EXTRACT TO READ —
==========

Helping Teens Tell Their Stories in the Midst of COVID-19
October 7, 2020
The following post is part of a series springing from the Cooney Center’s joint initiative with the Corporation for Public Broadcasting, By/With/For Youth: Inspiring Next Gen Public Media Audiences. This is a project aimed at exploring the role of public media in the lives of young people by taking stock of the current landscape and imagining a future that public media can build alongside teens and tweens. With that in mind, we are inviting public media practitioners who are already experimenting and exploring with young audiences to reflect on their experiences and share their perspectives. We hope these posts will spark conversation, provide direction and resources, and raise up examples of the innovative work that public media stations across the country are creating to engage the next generation.
I started 2020 with a plan. Didn’t we all? For the first time in more than 20 years the youth media program I run, WNYC’s Radio Rookies, would turn its attention away from New York City and out into the country. We planned to help young people document what was at stake for them in the 2020 election, running their stories on NPR and locally on WNYC Radio. We partnered with YR Media in California and recruited a group of 13 correspondents from nine states who were all going to fly to New York City in the middle of March for an intensive reporting and media training. We planned to go bowling with them in Times Square. Remember bowling?
When everything shut down, we continued to work with our group in the 18-to-29 Now project. But as New York became the epicenter of a global pandemic, I felt like Radio Rookies had to help young people describe and document their experiences. I kept picturing NYC’s more than a million public school kids at home, unmoored by the loss of school and community connection, and I wanted to hear their voices, especially when the world outside felt so quiet. One of the strengths of working in audio is the ability to send out relatively inexpensive equipment that is simple to train teenagers on. Filming can often make subjects feel self-conscious, while audio is a less intrusive medium that lends itself well to the first-person documentary. We were uniquely positioned to help document the experiences of young people in New York.
So I reached out to Global Kids, a youth development group in New York, to see if they wanted to partner with us and to help connect us with teenagers who might want to create audio documentaries about what was happening around them. We held an open house on Zoom for students from William Cullen Bryant High School in Astoria, Queens. Within weeks we had shipped equipment out to a group of students and were working with them to identify what they would report on. At Radio Rookies, we don’t assign stories. Instead, we take the time to get to know students and then guide them through a process of selecting a story topic that they’re genuinely interested in— something they have unique access and insight into. Together we zeroed in on areas where the virus has deeply affected young people: education, health, mental health, and economics.
For example, I began working with Daniel, a senior in high school, who had a job at 7-Eleven before the pandemic shut everything down. Daniel likes math, wakes up at 4:00 AM, and loves a good inspirational quote—he’s a quirky and hilarious teenager. When he was employed, he usually gave his mom about $50 a week, and now she was struggling to keep up with groceries and the bills without that extra cash. COVID-19 had changed his family’s circumstances, but what was the story he was reporting? Through a series of production meetings, it became clear that Daniel and his mom argued about money, and that he felt torn between incredible pressure to help support his family and his desire to focus on his education and future. Meanwhile, his mother worried about providing. Being poor was difficult enough, but the pandemic made a tough situation even worse, exacerbating tensions that existed before the virus.

==========

DATA UNDER STUDY —
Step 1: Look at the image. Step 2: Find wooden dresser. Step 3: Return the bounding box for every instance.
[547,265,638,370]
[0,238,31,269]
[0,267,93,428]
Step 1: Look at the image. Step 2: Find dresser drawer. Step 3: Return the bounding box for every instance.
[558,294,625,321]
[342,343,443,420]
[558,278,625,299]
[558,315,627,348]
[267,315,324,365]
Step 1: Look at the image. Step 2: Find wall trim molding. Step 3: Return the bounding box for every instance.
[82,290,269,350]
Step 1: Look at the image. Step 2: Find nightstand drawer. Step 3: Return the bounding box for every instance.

==========

WHAT YOU ARE ASKED TO DO — Reproduce the Radio Rookies post word for word, starting with "Helping Teens Tell" and going on through "the next generation.". The listing comes from a source other than the Radio Rookies post.

ANSWER SECTION —
Helping Teens Tell Their Stories in the Midst of COVID-19
October 7, 2020
The following post is part of a series springing from the Cooney Center’s joint initiative with the Corporation for Public Broadcasting, By/With/For Youth: Inspiring Next Gen Public Media Audiences. This is a project aimed at exploring the role of public media in the lives of young people by taking stock of the current landscape and imagining a future that public media can build alongside teens and tweens. With that in mind, we are inviting public media practitioners who are already experimenting and exploring with young audiences to reflect on their experiences and share their perspectives. We hope these posts will spark conversation, provide direction and resources, and raise up examples of the innovative work that public media stations across the country are creating to engage the next generation.